私は、日々多くの入居者様とそのご家族に接する中で、家族の関係について深く考えることが増えました。

特に私自身の両親との関係が、大きな気づきを与えてくれた経験があります。今日は、そんな私の家族の話を通して、「家族の真実」について考えてみたいと思います。

両親は仲が良いと思い込んでいた私


私が子供の頃、両親はいつも私の前では、笑顔で接してくれました。家族で過ごす時間は楽しく、私は両親がとても仲が良いと信じて疑いませんでした。

学校行事にも一緒に参加してくれ、私の成長をいつも二人で見守ってくれていると感じていました。

両親が私の前で言い争いをすることもなく、むしろ穏やかで平和な家庭だと思っていたのです。私自身も、そんな両親を誇りに思っていましたし、「私の両親は理想的な夫婦だ」と信じていました。

しかし、大人になるにつれ、ある時ふと気づいたことがありました。表面上は穏やかに見える両親の関係が、実はそうではなかったのです。

真実に気づいた瞬間


私が20代になった頃、母親がぽつりと口にした言葉が、私の心に重く響きました。「実はお父さんと喧嘩ばかりしていたのよ。あなたが気づかないようにしていただけ。」その言葉を聞いた時、私は驚きと混乱が入り混じった感情を覚えました。

「どうして?」と思う反面、「ずっと騙されていたの?」という気持ちも湧いてきました。母親がさらに話すには、私が幼い頃から、父と母は度々衝突していたそうです。意見が食い違うことが多く、価値観の違いもあり、二人の間には見えない壁があったとのことです。

それでも、私の前では決してその姿を見せないようにと努めていたのです。「あなたを不安にさせたくなかったから」と母は語りましたが、私にとってはそれが大きなショックでした。

家族の真実は複雑


私が知っていた「両親の姿」と、実際の「両親の姿」は異なっていたことに、私は大きな戸惑いを感じました。

§ **表示データ**:

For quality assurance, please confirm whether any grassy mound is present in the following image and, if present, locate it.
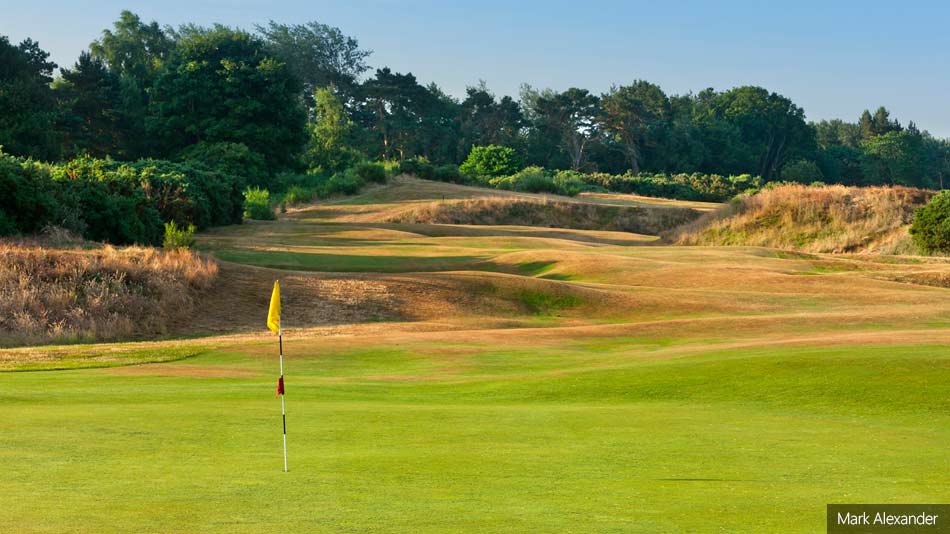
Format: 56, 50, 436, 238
388, 198, 700, 234
0, 243, 217, 346
665, 185, 933, 254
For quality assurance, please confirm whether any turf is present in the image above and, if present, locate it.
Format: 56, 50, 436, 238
0, 180, 950, 532
0, 338, 950, 532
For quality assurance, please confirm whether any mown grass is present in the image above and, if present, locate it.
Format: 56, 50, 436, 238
0, 338, 950, 532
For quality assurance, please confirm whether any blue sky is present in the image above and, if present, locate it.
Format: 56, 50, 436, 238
0, 0, 950, 137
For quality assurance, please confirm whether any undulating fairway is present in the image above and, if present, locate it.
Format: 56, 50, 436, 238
0, 182, 950, 532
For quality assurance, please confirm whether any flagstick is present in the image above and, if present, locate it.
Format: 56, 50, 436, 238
277, 328, 287, 473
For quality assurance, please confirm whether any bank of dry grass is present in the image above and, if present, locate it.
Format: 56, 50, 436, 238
665, 185, 933, 254
0, 242, 217, 346
388, 197, 701, 235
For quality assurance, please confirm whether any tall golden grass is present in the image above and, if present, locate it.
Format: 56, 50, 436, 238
0, 241, 218, 346
389, 197, 701, 235
664, 185, 934, 254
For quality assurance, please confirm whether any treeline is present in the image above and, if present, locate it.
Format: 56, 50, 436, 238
0, 11, 950, 244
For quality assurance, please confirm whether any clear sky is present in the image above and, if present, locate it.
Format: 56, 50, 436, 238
0, 0, 950, 137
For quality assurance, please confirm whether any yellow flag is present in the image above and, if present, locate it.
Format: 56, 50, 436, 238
267, 281, 280, 334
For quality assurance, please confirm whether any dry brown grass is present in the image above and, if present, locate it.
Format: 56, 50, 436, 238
388, 197, 701, 234
0, 242, 218, 346
665, 185, 933, 254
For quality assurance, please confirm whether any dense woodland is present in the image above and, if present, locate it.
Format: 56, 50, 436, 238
0, 11, 950, 242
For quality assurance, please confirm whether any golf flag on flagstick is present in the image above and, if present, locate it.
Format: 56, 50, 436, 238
267, 280, 280, 334
267, 280, 287, 472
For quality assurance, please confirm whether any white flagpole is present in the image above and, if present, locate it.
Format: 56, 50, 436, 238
277, 321, 287, 473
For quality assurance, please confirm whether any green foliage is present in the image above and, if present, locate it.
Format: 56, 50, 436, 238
50, 157, 162, 245
910, 191, 950, 254
459, 145, 523, 178
304, 87, 361, 172
118, 160, 244, 229
53, 52, 125, 157
782, 159, 823, 184
256, 21, 371, 93
488, 167, 558, 194
584, 173, 763, 202
244, 186, 277, 221
432, 164, 466, 184
0, 35, 59, 160
353, 161, 386, 184
148, 26, 306, 172
399, 157, 435, 180
178, 141, 271, 187
162, 221, 197, 249
552, 171, 592, 197
0, 152, 56, 235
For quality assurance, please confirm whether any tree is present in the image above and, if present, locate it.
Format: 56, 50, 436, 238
459, 145, 522, 177
89, 11, 175, 159
359, 67, 432, 160
600, 80, 670, 173
861, 131, 921, 185
0, 36, 59, 160
305, 87, 359, 171
148, 25, 306, 176
910, 191, 950, 254
699, 86, 815, 181
459, 81, 525, 158
256, 21, 372, 97
533, 87, 600, 171
53, 52, 121, 158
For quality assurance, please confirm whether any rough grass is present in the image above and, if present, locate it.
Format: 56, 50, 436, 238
0, 242, 217, 346
388, 197, 701, 234
665, 185, 933, 254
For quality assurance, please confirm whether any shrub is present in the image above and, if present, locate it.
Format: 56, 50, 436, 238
553, 171, 589, 197
162, 221, 197, 249
178, 142, 273, 187
910, 191, 950, 254
281, 185, 317, 206
782, 159, 823, 184
51, 157, 162, 245
432, 164, 465, 184
0, 152, 55, 239
399, 157, 435, 180
244, 186, 277, 221
353, 161, 386, 184
492, 167, 558, 194
330, 169, 366, 198
459, 145, 522, 177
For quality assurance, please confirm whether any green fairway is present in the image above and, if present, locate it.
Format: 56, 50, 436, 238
0, 338, 950, 532
0, 181, 950, 533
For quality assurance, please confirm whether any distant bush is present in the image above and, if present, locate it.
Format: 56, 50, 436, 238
584, 173, 762, 202
281, 185, 317, 206
459, 145, 522, 177
353, 161, 386, 184
244, 186, 277, 221
178, 142, 273, 187
0, 152, 56, 239
553, 171, 591, 197
910, 191, 950, 254
162, 221, 197, 249
432, 164, 466, 184
489, 167, 558, 194
399, 157, 435, 180
782, 159, 823, 184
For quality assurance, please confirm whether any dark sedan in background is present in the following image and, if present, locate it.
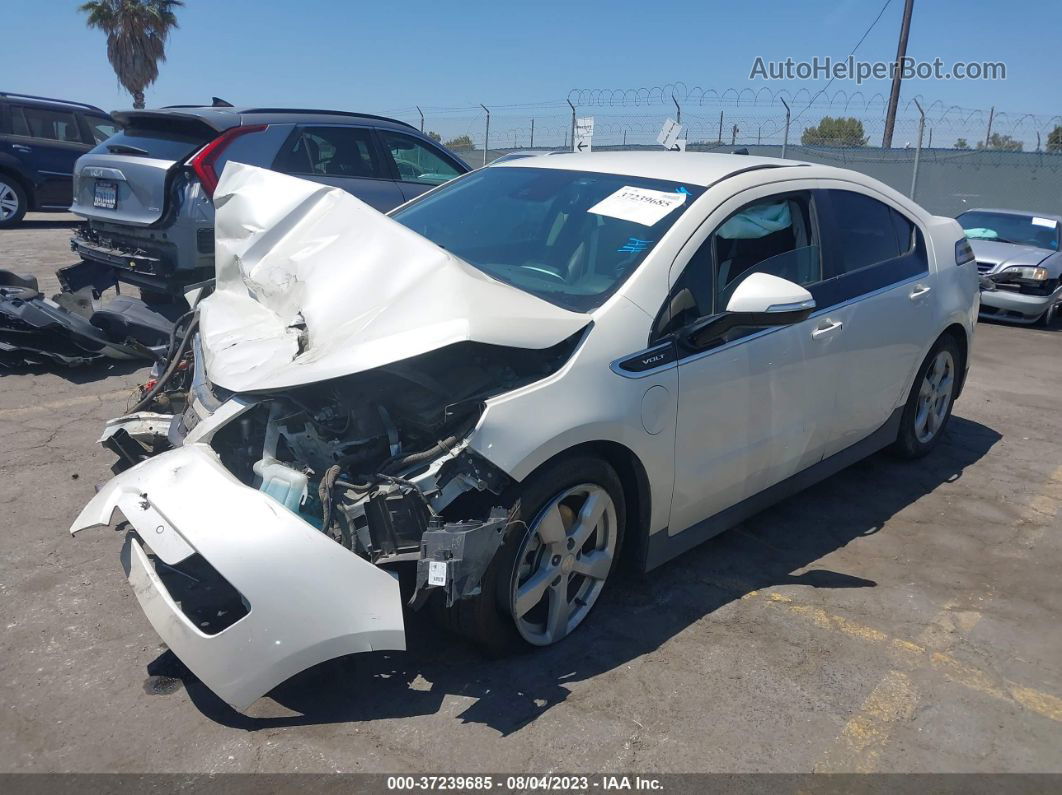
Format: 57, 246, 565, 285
70, 104, 470, 296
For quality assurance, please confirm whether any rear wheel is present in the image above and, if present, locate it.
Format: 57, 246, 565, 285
892, 336, 962, 459
0, 174, 27, 228
442, 457, 627, 652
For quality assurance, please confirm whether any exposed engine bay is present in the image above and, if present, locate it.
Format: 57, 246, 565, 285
70, 163, 593, 709
110, 317, 581, 605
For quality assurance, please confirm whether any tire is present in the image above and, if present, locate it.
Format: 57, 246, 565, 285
0, 174, 29, 229
435, 456, 627, 654
891, 336, 964, 459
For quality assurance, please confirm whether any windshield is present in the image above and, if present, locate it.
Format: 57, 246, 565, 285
957, 210, 1059, 252
392, 168, 704, 312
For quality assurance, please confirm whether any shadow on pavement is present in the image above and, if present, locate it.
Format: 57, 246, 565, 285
149, 417, 1000, 734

§ **課題の目的**:
両親の本当の関係について語る文章を、最後の一文の後から書き継ぐこと。

§ **解答例**:
両親が私のために仲良く振る舞っていたことは理解できる反面、それが本当の家族の在り方だったのか疑問に感じました。

両親が抱えていた葛藤や衝突は、私には見えない場所で起こっていたことです。

しかし、その背後には「子供を守りたい」という強い愛情があったことも事実です。

介護の仕事をしている中で、私が関わる多くのご家族も、表面だけでは分からない複雑な関係を抱えていることがよくあります。

入居者様とご家族が表面上は仲が良さそうに見えても、実際には長年にわたる軋轢やすれ違いがあったという話を耳にすることがあるのです。

見えていなかったものを知ることの大切さ


両親の真実を知った時、私は少しだけ彼らを責める気持ちもありました。「もっと早く教えてほしかった」「隠さずにいてくれたら、自分も何かできたかもしれない」という思いが湧いてきたからです。

しかし、同時に彼らが選んだ道を理解しようと努めました。両親なりに私を不安にさせないようにと懸命に努力していたこと、そのために自分たちの関係を隠していたことは、彼らの愛情の一つの形だったのです。

家族というものは、必ずしも全てを共有する必要があるわけではなく、時には「知らない方がいいこと」もあるのかもしれません。

今振り返ると、私は彼らがどんなに衝突していても、私に対しては愛情を注いでくれていたことを強く感じます。それは、彼らが仲が良くても悪くても変わらない真実です。

介護の現場での家族関係


介護士として働く中で、私は多くの家族と接してきました。その中で一つ分かってきたのは、家族の関係は表面的なものだけではなく、深く複雑なものだということです。

表面上は冷たい関係に見えても、長年のわだかまりの中に隠された愛情があったり、逆に一見仲が良さそうに見えても、深い問題を抱えていることもあります。

家族が入居者様の面会に来るたびに、私はその家族の背景に何があるのかを想像することが増えました。

私たち介護士は、その家族の「真実」を全て知ることはできませんが、それでも入居者様とその家族の関係を尊重し、理解しようと努めることが大切だと感じています。

私が両親から学んだこと


私が両親から学んだ一番大切なことは、家族というのは完璧ではないということです。家族の間には、時に不和や衝突があっても、それでも家族であり続けることができるということです。

両親が私に見せなかった部分も、今では彼らなりの配慮と愛情であったと理解しています。そして、その愛情は彼らの仲がどうであれ、私にとってはかけがえのないものです。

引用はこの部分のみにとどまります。